Meervoudige Belastingkamer

Nummer: 21/00277

Uitspraak op het hoger beroep van

[belanghebbende] ,

wonend in [woonplaats] ,

hierna: belanghebbende,

tegen de uitspraak van de rechtbank Zeeland-West-Brabant (hierna: de rechtbank) van 15 december 2020, nummer BRE 19/5673, in het geding tussen belanghebbende en

de inspecteur van de Belastingdienst,

hierna: de inspecteur.

1 Ontstaan en loop van het geding

1.1.

De inspecteur heeft de aanslag inkomstenbelasting 2016 opgelegd (hierna: de aanslag). Tevens is bij beschikking belastingrente in rekening gebracht.

1.2.

Belanghebbende heeft bezwaar gemaakt. De inspecteur heeft uitspraak op bezwaar gedaan en het bezwaar ongegrond verklaard.

1.3.

Belanghebbende heeft tegen deze uitspraak beroep ingesteld bij de rechtbank.

De rechtbank heeft het beroep ongegrond verklaard.

- Datasetrijen

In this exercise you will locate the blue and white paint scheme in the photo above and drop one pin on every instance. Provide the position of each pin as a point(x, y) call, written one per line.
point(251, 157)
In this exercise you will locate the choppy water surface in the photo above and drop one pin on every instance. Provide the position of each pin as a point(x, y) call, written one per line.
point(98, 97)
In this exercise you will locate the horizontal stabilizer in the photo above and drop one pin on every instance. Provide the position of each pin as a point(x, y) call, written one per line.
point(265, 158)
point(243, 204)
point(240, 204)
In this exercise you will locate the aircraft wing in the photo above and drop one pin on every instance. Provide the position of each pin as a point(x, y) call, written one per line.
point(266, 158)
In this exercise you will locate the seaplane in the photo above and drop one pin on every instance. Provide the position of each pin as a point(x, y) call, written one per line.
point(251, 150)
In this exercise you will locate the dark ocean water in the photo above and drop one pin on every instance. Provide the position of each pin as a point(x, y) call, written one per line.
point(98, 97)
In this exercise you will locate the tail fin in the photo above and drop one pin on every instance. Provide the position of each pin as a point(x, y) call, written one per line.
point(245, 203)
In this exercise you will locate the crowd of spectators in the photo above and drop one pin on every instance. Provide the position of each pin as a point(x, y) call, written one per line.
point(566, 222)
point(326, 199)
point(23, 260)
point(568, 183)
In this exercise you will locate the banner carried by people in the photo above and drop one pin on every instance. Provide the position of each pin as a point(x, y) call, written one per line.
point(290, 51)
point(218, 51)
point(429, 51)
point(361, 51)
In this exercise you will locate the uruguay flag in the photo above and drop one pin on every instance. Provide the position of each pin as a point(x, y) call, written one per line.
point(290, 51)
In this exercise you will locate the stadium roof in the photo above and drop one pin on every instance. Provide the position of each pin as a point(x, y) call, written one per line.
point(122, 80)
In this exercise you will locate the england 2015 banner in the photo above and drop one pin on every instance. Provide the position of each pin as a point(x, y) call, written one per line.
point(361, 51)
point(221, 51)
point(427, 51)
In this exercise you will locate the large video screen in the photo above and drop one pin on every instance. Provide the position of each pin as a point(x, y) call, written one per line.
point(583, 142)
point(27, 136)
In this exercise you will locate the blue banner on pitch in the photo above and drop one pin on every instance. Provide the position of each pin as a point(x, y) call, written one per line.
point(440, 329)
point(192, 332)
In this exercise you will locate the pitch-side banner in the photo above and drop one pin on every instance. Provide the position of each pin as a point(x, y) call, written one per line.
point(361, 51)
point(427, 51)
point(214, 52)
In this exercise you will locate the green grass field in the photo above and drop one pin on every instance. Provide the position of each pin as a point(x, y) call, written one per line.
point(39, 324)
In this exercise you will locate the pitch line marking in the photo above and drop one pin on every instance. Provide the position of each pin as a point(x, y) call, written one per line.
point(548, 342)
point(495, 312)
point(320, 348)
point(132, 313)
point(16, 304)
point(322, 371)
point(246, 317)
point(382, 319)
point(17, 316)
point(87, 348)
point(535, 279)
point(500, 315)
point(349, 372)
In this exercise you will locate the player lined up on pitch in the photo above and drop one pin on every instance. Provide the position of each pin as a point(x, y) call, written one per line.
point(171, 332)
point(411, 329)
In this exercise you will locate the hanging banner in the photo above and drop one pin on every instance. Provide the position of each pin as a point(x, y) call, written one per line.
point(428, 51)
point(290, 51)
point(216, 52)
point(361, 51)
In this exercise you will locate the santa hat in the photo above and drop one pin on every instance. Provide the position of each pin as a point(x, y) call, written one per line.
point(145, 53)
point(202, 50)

- Schriftelijke opdracht A
Leg in één tot drie zinnen uit hoe de zaak volgens de paginatekst bij de rechtbank terechtkwam.
- Schriftelijke opdracht B
Op welke datum deed de rechtbank volgens de paginatekst uitspraak?
De rijen staan los van de paginatekst.

- Schriftelijk antwoord A
De inspecteur legde de aanslag inkomstenbelasting 2016 op, en belanghebbende maakte daartegen bezwaar. De inspecteur verklaarde dat bezwaar ongegrond. Tegen die uitspraak op bezwaar stelde belanghebbende beroep in bij de rechtbank.

- Schriftelijk antwoord B
Op 15 december 2020.